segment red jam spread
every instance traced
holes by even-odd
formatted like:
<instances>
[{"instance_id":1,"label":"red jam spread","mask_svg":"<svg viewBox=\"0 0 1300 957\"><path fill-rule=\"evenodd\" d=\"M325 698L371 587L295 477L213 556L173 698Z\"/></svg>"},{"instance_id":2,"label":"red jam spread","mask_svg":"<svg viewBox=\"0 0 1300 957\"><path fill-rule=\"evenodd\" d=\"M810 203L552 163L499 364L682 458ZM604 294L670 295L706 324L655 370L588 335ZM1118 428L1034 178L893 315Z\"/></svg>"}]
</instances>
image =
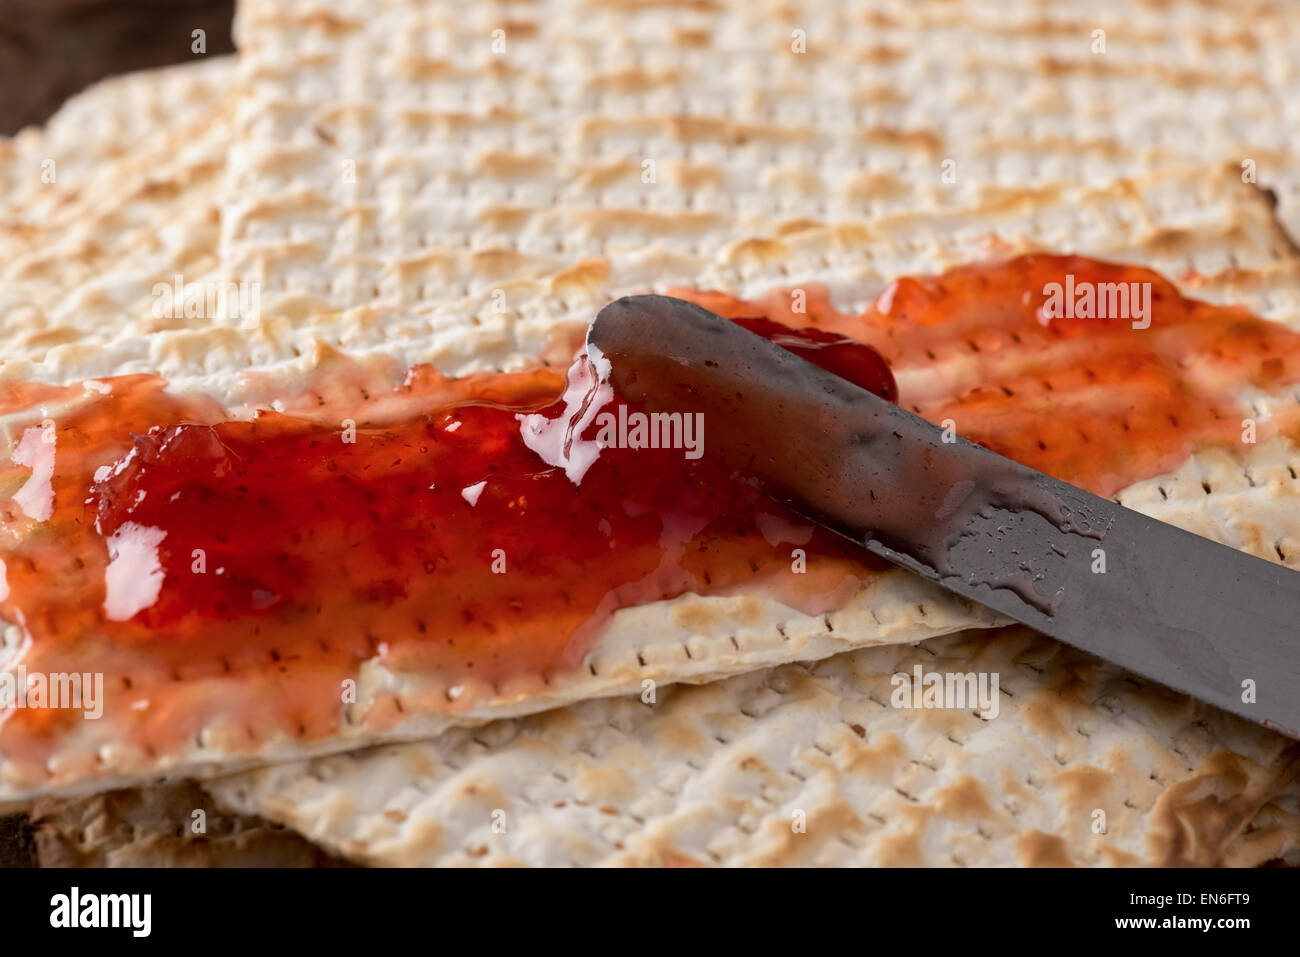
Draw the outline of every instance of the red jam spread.
<instances>
[{"instance_id":1,"label":"red jam spread","mask_svg":"<svg viewBox=\"0 0 1300 957\"><path fill-rule=\"evenodd\" d=\"M1116 284L1140 291L1143 283L1147 316L1132 315L1132 302L1130 315L1097 315L1106 310L1095 290L1109 304ZM1074 308L1049 303L1053 286L1062 300L1074 293ZM1080 256L899 279L862 315L837 311L816 288L754 302L689 289L669 295L728 318L758 314L869 343L893 370L904 408L951 420L971 441L1104 496L1173 472L1198 449L1243 449L1243 421L1254 417L1247 390L1300 381L1300 334L1239 306L1184 298L1150 269ZM1294 431L1289 405L1255 423L1258 441Z\"/></svg>"},{"instance_id":2,"label":"red jam spread","mask_svg":"<svg viewBox=\"0 0 1300 957\"><path fill-rule=\"evenodd\" d=\"M1045 316L1043 290L1066 274L1150 283L1149 326ZM1134 267L972 266L901 279L863 315L805 293L673 291L1103 495L1238 447L1242 389L1300 380L1300 336ZM317 385L333 397L310 414L290 401L251 420L144 376L0 386L0 616L29 672L104 673L112 721L92 740L152 757L232 711L249 747L272 730L319 738L366 659L437 677L436 698L394 694L363 716L383 727L454 710L463 684L509 695L581 667L618 608L758 587L818 614L879 571L715 463L707 434L701 455L687 433L627 447L636 428L614 398L602 411L617 440L598 443L585 360L567 385L546 367L460 380L418 367L387 387L403 411L382 421ZM82 713L0 721L6 760L35 768Z\"/></svg>"},{"instance_id":3,"label":"red jam spread","mask_svg":"<svg viewBox=\"0 0 1300 957\"><path fill-rule=\"evenodd\" d=\"M810 358L892 394L869 347L810 341ZM442 693L418 705L450 710L463 684L580 666L624 606L763 583L818 614L881 567L699 454L707 435L629 447L650 441L634 424L599 448L593 428L583 471L548 464L537 449L593 384L585 359L567 388L548 368L449 380L422 367L396 390L420 411L383 425L319 409L231 420L145 376L9 386L9 410L66 406L20 429L0 474L2 608L30 635L23 664L104 671L127 709L114 716L157 748L205 726L186 686L230 676L259 676L278 712L263 702L260 720L319 737L368 658L436 675ZM39 755L81 719L12 711L0 746Z\"/></svg>"}]
</instances>

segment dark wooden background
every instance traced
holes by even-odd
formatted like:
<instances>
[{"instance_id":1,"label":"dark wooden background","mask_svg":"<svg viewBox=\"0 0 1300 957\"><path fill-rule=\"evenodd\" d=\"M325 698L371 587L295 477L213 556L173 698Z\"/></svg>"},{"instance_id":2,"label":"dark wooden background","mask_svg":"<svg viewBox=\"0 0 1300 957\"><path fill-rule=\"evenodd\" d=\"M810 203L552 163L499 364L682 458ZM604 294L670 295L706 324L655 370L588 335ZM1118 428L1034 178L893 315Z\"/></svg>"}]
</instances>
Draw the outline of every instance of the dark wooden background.
<instances>
[{"instance_id":1,"label":"dark wooden background","mask_svg":"<svg viewBox=\"0 0 1300 957\"><path fill-rule=\"evenodd\" d=\"M229 53L234 0L0 0L0 134L41 123L101 77Z\"/></svg>"}]
</instances>

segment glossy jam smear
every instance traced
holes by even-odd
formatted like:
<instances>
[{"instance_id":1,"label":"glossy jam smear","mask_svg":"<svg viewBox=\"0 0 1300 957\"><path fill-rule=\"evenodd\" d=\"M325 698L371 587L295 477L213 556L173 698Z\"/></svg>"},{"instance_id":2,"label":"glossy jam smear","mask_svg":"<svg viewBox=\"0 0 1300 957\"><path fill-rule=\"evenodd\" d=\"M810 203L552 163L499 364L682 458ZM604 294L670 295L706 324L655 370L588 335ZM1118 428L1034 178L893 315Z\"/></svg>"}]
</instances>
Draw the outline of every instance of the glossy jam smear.
<instances>
[{"instance_id":1,"label":"glossy jam smear","mask_svg":"<svg viewBox=\"0 0 1300 957\"><path fill-rule=\"evenodd\" d=\"M819 334L808 349L892 394L869 348ZM418 368L395 390L405 413L382 426L320 408L231 421L140 376L11 388L8 408L49 415L0 473L2 607L30 636L23 663L105 671L115 718L148 748L207 728L230 698L196 689L232 675L250 740L286 723L319 737L368 658L437 676L435 699L404 694L393 709L449 710L462 685L508 690L578 667L624 606L763 583L817 614L880 567L689 454L707 433L618 447L644 444L627 416L612 447L598 447L599 421L568 434L594 385L585 359L567 389L546 368L464 380ZM621 405L600 411L617 421ZM548 442L586 453L585 469L548 464ZM791 574L795 548L804 574ZM36 760L80 720L14 711L0 745Z\"/></svg>"},{"instance_id":2,"label":"glossy jam smear","mask_svg":"<svg viewBox=\"0 0 1300 957\"><path fill-rule=\"evenodd\" d=\"M1067 274L1150 282L1150 327L1044 322L1043 290ZM1077 258L902 279L862 316L824 295L792 314L784 294L679 294L1101 494L1198 448L1239 447L1242 389L1300 380L1295 333ZM792 331L804 326L818 331ZM883 353L901 390L844 336ZM620 607L757 585L818 613L877 574L712 462L707 432L689 458L599 450L594 421L570 430L591 386L583 363L567 390L549 368L462 380L417 368L365 401L340 385L348 374L329 375L290 397L294 414L252 421L147 377L2 388L0 615L29 672L101 671L106 696L99 723L0 714L10 765L38 776L65 734L142 765L201 730L228 750L317 738L338 727L340 684L367 659L436 675L429 697L380 696L362 717L384 727L403 709L454 710L463 685L511 694L580 667ZM552 464L566 444L581 467ZM791 574L795 547L807 574Z\"/></svg>"},{"instance_id":3,"label":"glossy jam smear","mask_svg":"<svg viewBox=\"0 0 1300 957\"><path fill-rule=\"evenodd\" d=\"M1082 306L1089 286L1095 300L1114 283L1138 284L1139 295L1149 283L1149 315L1044 309L1052 284L1062 302L1072 288ZM753 302L670 294L727 317L760 314L869 343L893 370L904 408L1099 495L1175 471L1199 449L1241 450L1243 420L1254 416L1247 390L1300 381L1300 335L1240 307L1184 298L1137 266L1050 255L966 266L899 279L862 315L838 312L822 290L804 292L803 313L786 292ZM1291 404L1256 423L1257 440L1294 434L1294 420Z\"/></svg>"}]
</instances>

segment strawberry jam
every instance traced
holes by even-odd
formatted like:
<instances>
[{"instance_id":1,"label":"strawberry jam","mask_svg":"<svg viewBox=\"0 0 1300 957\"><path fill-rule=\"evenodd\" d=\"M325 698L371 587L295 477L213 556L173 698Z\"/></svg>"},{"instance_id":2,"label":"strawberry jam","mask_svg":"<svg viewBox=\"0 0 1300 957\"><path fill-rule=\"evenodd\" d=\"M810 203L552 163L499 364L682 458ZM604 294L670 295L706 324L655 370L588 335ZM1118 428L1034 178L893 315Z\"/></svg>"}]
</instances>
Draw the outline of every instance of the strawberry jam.
<instances>
[{"instance_id":1,"label":"strawberry jam","mask_svg":"<svg viewBox=\"0 0 1300 957\"><path fill-rule=\"evenodd\" d=\"M1120 284L1127 314L1099 316L1098 299L1113 305ZM1143 284L1145 317L1134 308ZM1051 308L1058 287L1075 308ZM1089 290L1092 308L1077 308ZM869 343L904 408L1098 495L1172 472L1198 449L1244 449L1247 419L1259 442L1296 431L1294 402L1264 419L1245 395L1300 381L1300 335L1239 306L1184 298L1149 269L1022 256L899 279L861 315L836 310L824 290L802 293L750 302L669 292L728 318L762 315Z\"/></svg>"},{"instance_id":2,"label":"strawberry jam","mask_svg":"<svg viewBox=\"0 0 1300 957\"><path fill-rule=\"evenodd\" d=\"M892 394L870 347L810 341ZM546 368L417 368L383 424L319 408L235 420L144 376L11 387L8 407L36 413L0 475L3 610L30 636L23 664L104 671L115 720L146 749L210 729L234 701L246 733L222 741L237 747L286 723L329 734L341 683L369 658L440 685L368 716L383 726L574 669L621 607L757 586L818 614L881 567L702 455L702 428L638 433L606 396L602 421L622 431L575 429L593 386L585 359L567 385ZM81 723L11 711L0 744L39 760Z\"/></svg>"},{"instance_id":3,"label":"strawberry jam","mask_svg":"<svg viewBox=\"0 0 1300 957\"><path fill-rule=\"evenodd\" d=\"M1150 283L1149 324L1046 314L1067 274ZM973 266L901 279L862 315L805 292L799 313L782 293L674 294L1100 494L1239 447L1241 392L1300 381L1300 336L1133 267ZM345 398L351 374L251 419L145 376L0 390L6 667L100 672L105 695L101 721L0 712L0 774L318 739L347 714L348 679L374 702L351 717L376 729L510 700L581 667L619 608L757 591L818 614L879 573L714 461L685 420L646 429L585 360L567 377L419 367L369 383L375 402ZM1261 422L1259 440L1284 427ZM389 684L412 672L434 680Z\"/></svg>"},{"instance_id":4,"label":"strawberry jam","mask_svg":"<svg viewBox=\"0 0 1300 957\"><path fill-rule=\"evenodd\" d=\"M890 402L898 401L898 384L894 382L889 364L875 349L825 329L791 329L766 316L735 316L732 321L841 379L860 385Z\"/></svg>"}]
</instances>

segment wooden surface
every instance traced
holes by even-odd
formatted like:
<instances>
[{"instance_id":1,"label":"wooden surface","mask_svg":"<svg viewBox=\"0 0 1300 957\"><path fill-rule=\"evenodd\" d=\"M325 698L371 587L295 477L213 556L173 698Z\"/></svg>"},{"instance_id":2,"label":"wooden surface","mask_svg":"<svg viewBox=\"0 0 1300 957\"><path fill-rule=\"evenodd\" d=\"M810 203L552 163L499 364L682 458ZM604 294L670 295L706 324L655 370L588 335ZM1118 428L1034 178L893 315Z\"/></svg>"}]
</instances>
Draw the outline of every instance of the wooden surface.
<instances>
[{"instance_id":1,"label":"wooden surface","mask_svg":"<svg viewBox=\"0 0 1300 957\"><path fill-rule=\"evenodd\" d=\"M101 77L229 53L234 0L0 0L0 134L41 123Z\"/></svg>"}]
</instances>

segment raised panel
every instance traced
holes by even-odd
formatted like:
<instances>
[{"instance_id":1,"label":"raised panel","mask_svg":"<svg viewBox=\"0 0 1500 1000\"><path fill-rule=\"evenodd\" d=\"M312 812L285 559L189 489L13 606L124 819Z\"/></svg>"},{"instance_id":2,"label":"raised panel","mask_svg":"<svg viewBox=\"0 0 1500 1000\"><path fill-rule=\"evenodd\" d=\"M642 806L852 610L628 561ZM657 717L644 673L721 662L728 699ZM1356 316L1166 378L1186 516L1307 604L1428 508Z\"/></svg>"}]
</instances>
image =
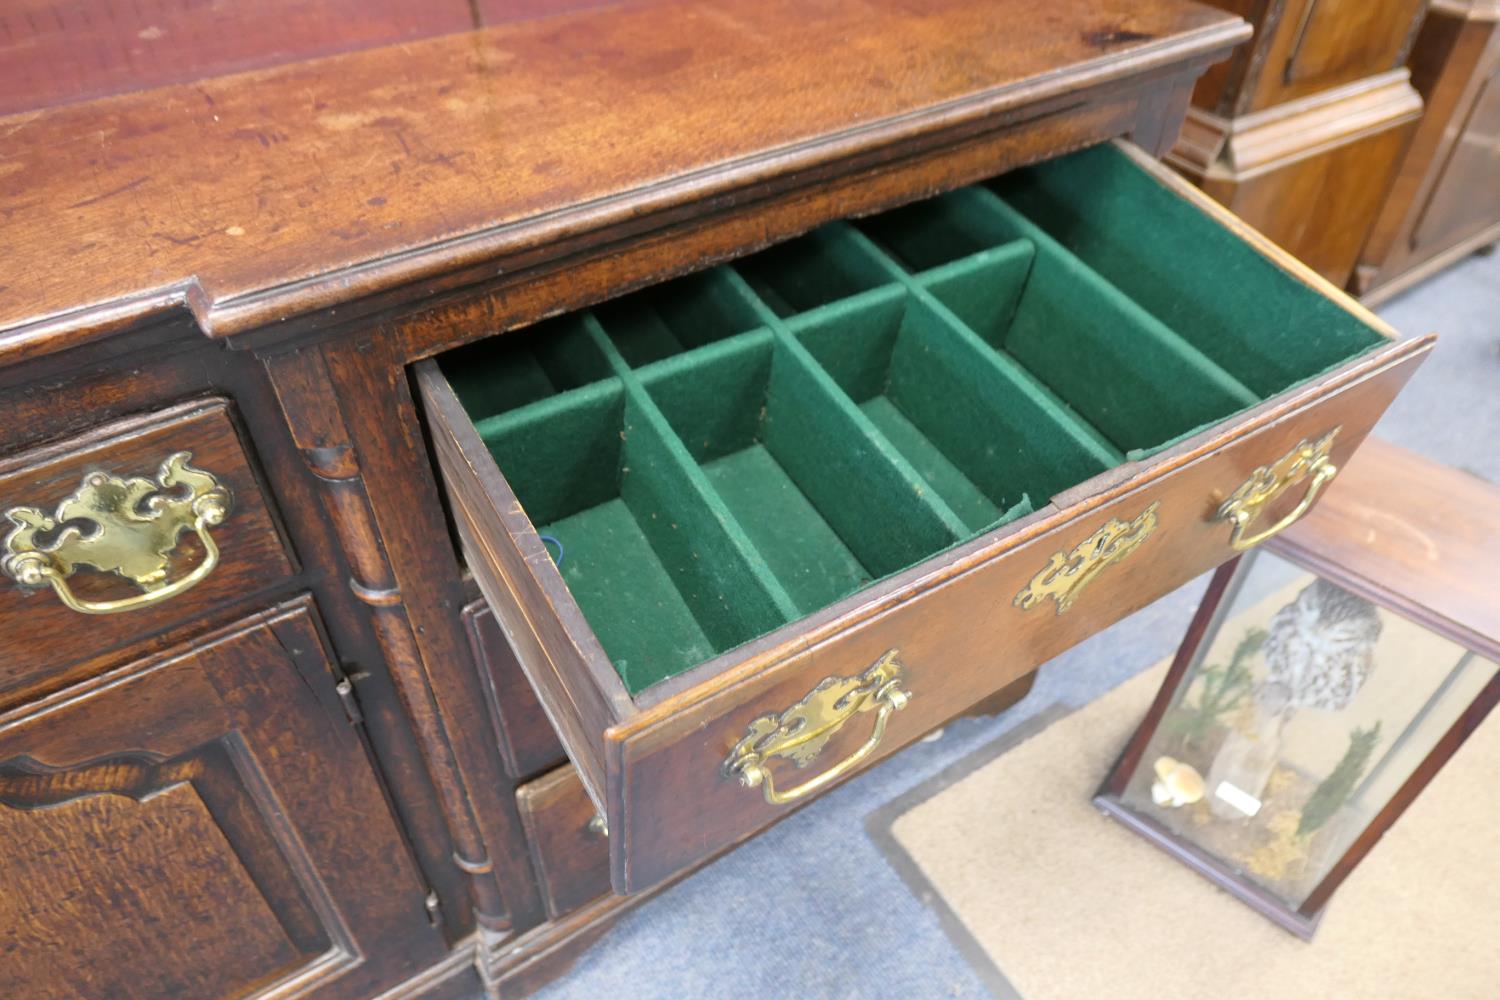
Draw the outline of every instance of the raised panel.
<instances>
[{"instance_id":1,"label":"raised panel","mask_svg":"<svg viewBox=\"0 0 1500 1000\"><path fill-rule=\"evenodd\" d=\"M191 785L0 808L0 842L0 995L226 996L304 957ZM191 948L164 949L175 926Z\"/></svg>"},{"instance_id":2,"label":"raised panel","mask_svg":"<svg viewBox=\"0 0 1500 1000\"><path fill-rule=\"evenodd\" d=\"M1422 0L1289 0L1258 40L1264 62L1240 110L1255 111L1401 65ZM1275 10L1271 5L1270 10Z\"/></svg>"},{"instance_id":3,"label":"raised panel","mask_svg":"<svg viewBox=\"0 0 1500 1000\"><path fill-rule=\"evenodd\" d=\"M0 716L0 996L362 997L439 957L332 687L304 599Z\"/></svg>"}]
</instances>

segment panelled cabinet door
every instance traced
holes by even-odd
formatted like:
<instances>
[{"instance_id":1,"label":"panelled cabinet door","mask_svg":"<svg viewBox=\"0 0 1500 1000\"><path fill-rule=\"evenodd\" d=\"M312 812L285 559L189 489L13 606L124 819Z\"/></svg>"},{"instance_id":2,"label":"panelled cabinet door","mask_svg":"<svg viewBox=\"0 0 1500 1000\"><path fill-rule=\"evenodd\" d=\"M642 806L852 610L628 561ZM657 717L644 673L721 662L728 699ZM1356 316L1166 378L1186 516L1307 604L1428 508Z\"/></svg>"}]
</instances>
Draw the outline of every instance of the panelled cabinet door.
<instances>
[{"instance_id":1,"label":"panelled cabinet door","mask_svg":"<svg viewBox=\"0 0 1500 1000\"><path fill-rule=\"evenodd\" d=\"M365 996L442 952L309 602L0 716L0 997Z\"/></svg>"}]
</instances>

....

● Work item
Filter the listing down to the lines holding the word "segment", and return those.

● Output below
segment red jam spread
segment dark wooden background
segment glossy jam smear
segment strawberry jam
segment wooden surface
segment raised panel
segment panelled cabinet door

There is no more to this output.